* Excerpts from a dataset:
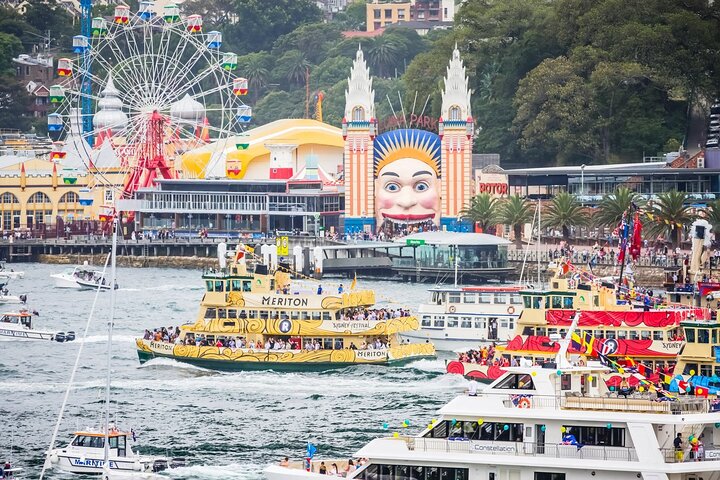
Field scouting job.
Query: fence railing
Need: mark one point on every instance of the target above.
(553, 450)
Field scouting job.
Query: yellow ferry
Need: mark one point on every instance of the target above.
(261, 320)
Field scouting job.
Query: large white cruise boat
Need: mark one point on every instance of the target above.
(465, 318)
(560, 423)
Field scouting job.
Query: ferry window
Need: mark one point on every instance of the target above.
(549, 476)
(516, 381)
(690, 334)
(703, 335)
(609, 437)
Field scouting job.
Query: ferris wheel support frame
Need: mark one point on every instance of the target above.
(86, 85)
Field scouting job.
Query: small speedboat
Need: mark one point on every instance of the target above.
(19, 326)
(85, 454)
(83, 278)
(9, 274)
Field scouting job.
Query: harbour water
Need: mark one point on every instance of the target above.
(229, 425)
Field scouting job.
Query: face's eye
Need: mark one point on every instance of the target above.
(392, 187)
(422, 186)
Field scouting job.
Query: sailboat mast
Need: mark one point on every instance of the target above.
(113, 263)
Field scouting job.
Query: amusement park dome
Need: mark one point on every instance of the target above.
(110, 115)
(188, 109)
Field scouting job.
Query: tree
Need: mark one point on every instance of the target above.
(565, 212)
(482, 210)
(668, 214)
(614, 205)
(516, 211)
(291, 68)
(14, 104)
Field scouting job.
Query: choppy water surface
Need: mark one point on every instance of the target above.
(230, 425)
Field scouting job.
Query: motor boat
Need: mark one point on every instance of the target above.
(85, 455)
(83, 278)
(19, 326)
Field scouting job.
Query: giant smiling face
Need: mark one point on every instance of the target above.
(407, 191)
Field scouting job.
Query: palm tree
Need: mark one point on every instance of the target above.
(483, 210)
(614, 205)
(668, 214)
(516, 211)
(564, 213)
(383, 54)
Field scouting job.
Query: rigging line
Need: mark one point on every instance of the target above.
(72, 374)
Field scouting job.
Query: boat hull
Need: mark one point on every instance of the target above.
(227, 359)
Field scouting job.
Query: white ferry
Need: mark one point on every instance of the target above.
(19, 326)
(85, 454)
(560, 423)
(81, 277)
(464, 318)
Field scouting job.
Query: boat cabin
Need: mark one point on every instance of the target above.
(22, 318)
(118, 442)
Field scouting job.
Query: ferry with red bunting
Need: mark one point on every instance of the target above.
(462, 318)
(636, 326)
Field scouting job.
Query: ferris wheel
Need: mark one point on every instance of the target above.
(145, 87)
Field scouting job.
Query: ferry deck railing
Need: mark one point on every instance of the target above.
(553, 450)
(613, 402)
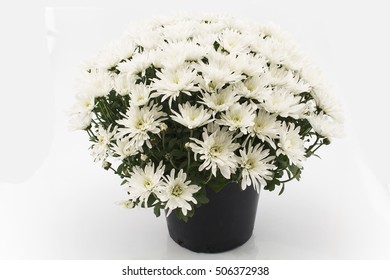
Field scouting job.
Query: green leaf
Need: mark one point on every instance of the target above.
(270, 186)
(202, 198)
(217, 184)
(281, 190)
(157, 211)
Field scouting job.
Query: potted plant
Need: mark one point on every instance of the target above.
(197, 114)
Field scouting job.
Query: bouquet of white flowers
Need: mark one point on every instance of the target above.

* Assignment: Copy the lines exactly. Start at the line with "Query: ferry with red bunting", end at the last line above, include both, and omit all pictures.

* Answer area:
Query: ferry with red bunting
Need: mark one point on every instance of the target above.
(462, 318)
(636, 326)
Field scouting job.
Query: ferris wheel
Need: mark one point on every instance of the target above.
(145, 87)
Field scouting job.
Query: ferry deck railing
Need: mark one point on every instance of the target above.
(553, 450)
(613, 402)
Field scouting job.
Query: green leaf
Need: mark one point on every instance of the target above.
(270, 186)
(202, 198)
(217, 184)
(281, 190)
(157, 211)
Field scouting job.
Query: potted plant
Need: mark one point on every instance of the target above.
(197, 114)
Field scouting job.
Query: bouquet of white flowers
Need: mark one point on every instance of the target above.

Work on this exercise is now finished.